Point placement records:
══════

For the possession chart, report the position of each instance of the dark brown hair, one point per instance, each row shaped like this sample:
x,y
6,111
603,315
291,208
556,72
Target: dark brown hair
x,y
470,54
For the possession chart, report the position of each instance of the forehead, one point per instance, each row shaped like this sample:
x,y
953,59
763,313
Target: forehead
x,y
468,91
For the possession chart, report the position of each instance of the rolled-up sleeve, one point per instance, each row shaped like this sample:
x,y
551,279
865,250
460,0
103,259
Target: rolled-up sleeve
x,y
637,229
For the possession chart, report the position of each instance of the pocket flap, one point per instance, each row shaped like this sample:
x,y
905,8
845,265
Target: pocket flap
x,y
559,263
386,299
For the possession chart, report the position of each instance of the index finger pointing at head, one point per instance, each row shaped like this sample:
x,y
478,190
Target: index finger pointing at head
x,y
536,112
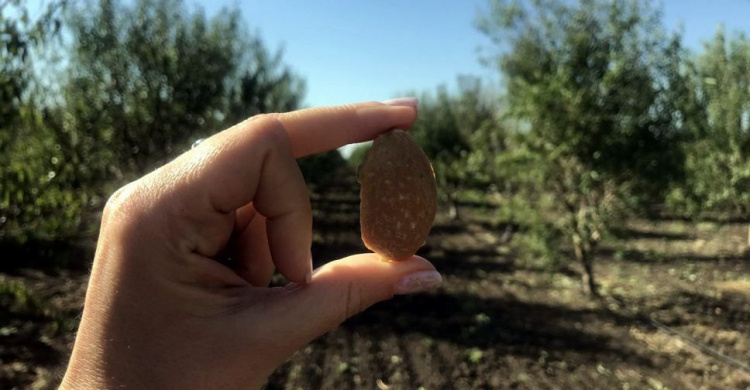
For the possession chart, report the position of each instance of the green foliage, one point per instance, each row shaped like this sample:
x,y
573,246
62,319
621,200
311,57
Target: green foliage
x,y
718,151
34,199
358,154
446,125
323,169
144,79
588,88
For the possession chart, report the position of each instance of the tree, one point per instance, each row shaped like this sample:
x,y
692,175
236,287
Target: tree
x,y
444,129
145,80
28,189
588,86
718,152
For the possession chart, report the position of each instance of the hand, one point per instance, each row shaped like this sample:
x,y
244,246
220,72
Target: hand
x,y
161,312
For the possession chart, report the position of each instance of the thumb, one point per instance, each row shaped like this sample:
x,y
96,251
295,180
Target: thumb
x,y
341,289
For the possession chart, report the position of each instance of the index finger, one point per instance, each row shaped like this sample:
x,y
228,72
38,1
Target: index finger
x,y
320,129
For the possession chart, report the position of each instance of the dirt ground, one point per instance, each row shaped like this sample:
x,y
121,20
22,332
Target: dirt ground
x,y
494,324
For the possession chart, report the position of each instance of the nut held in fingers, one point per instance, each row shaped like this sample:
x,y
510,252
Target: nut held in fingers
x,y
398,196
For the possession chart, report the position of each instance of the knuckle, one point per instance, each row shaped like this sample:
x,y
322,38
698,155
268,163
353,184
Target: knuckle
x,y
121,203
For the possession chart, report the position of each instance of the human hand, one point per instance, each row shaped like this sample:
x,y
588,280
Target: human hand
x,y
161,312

══════

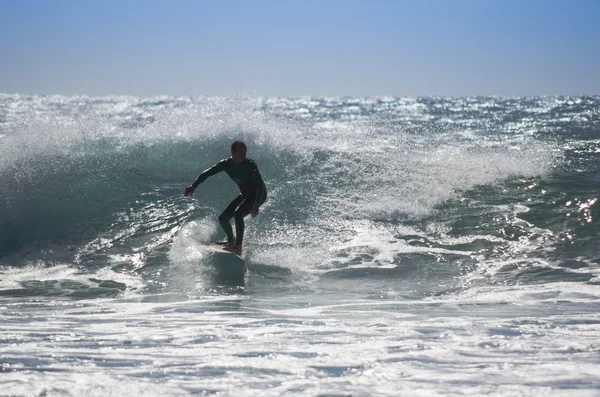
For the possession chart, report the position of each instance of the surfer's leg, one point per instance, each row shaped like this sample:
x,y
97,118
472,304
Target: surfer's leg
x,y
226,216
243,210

══════

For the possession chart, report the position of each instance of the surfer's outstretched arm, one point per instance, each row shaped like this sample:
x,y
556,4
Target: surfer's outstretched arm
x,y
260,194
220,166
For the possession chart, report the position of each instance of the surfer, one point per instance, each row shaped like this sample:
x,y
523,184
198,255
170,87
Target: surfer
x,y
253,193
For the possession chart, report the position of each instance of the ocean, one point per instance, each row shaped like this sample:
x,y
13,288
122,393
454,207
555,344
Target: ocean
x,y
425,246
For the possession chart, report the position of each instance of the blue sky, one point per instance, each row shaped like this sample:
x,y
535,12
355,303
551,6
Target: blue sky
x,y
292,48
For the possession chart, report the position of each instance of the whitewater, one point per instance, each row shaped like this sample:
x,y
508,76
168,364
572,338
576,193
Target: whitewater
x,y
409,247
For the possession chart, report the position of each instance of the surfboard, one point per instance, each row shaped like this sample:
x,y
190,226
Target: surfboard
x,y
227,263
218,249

══════

# Brief
Report every line of the items above that contains the word "index".

# The solution
For the possession chart, report the position of each instance of the index finger pointing at head, one point per instance, each row shaped like this sample:
Target: index finger pointing at head
For the possession chart, report the position of each instance of the index finger, one point per instance, each row shaped like this sample:
Target: index finger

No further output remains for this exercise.